● **Description of the task**:
Nothing but the lines from the one containing "find the man's hat in the photo above" through the last line should be written out, please, exactly as they stand.

● **Information given**:
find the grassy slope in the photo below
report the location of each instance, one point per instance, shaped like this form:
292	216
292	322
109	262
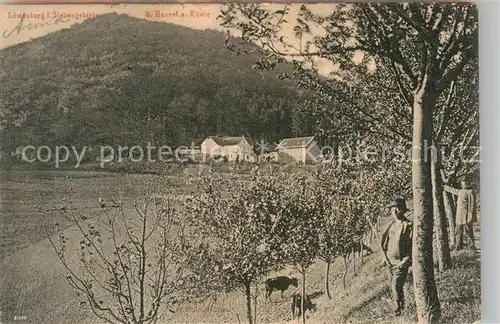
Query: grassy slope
31	284
365	299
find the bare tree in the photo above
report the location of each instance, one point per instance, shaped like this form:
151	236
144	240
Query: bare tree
124	271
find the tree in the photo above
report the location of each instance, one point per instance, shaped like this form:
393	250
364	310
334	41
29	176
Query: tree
124	270
295	234
424	46
232	226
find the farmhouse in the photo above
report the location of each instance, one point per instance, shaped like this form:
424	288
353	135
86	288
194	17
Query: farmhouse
299	149
232	148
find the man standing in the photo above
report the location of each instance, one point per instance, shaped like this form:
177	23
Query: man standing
466	213
396	245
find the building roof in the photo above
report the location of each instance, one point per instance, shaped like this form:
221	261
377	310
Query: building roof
296	142
227	140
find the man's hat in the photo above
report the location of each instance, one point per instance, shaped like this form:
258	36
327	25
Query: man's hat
399	203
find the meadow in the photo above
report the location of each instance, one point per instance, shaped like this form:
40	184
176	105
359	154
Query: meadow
32	284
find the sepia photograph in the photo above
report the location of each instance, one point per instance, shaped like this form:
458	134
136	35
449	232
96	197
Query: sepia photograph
240	163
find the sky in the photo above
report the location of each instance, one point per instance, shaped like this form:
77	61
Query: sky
42	19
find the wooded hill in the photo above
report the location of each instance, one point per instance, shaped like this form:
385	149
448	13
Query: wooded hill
119	80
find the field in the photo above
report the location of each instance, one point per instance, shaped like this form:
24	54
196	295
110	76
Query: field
32	286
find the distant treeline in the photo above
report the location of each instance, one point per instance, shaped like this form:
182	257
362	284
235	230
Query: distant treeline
117	80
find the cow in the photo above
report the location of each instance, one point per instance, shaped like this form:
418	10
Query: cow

● **Task answer**:
find the man's hat in the photo above
report the location of each instance, one point per instance, shaped like this form:
258	36
327	25
Query: man's hat
399	203
find the meadow in the photo above
report the location of each instance, one point per instance, shaped like this form:
40	184
176	105
359	154
Query: meadow
32	284
find the sepia photograph in the photo above
report the location of each instance, one point per instance, shaped like this form:
458	134
136	35
449	232
96	197
Query: sepia photograph
240	163
find the sky in the photo above
report the location of each instance, one point per instance, shaped like this form:
77	61
Query: sky
42	19
find the wooded hill in the photo above
report the location of each instance, one point per instance, shaped like this form:
385	149
448	13
Query: wooded hill
119	80
find the field in the photo above
report the location of each instance, one point per instance, shaped like this form:
24	54
196	295
110	76
Query: field
32	286
find the distant treeline in the photo above
report the location of each instance, one point per instance, shaped like this form:
182	257
362	284
235	230
Query: distant treeline
117	80
find the cow in the photo above
report the location of each instance, one point per instance, shaped like this form:
418	10
Query: cow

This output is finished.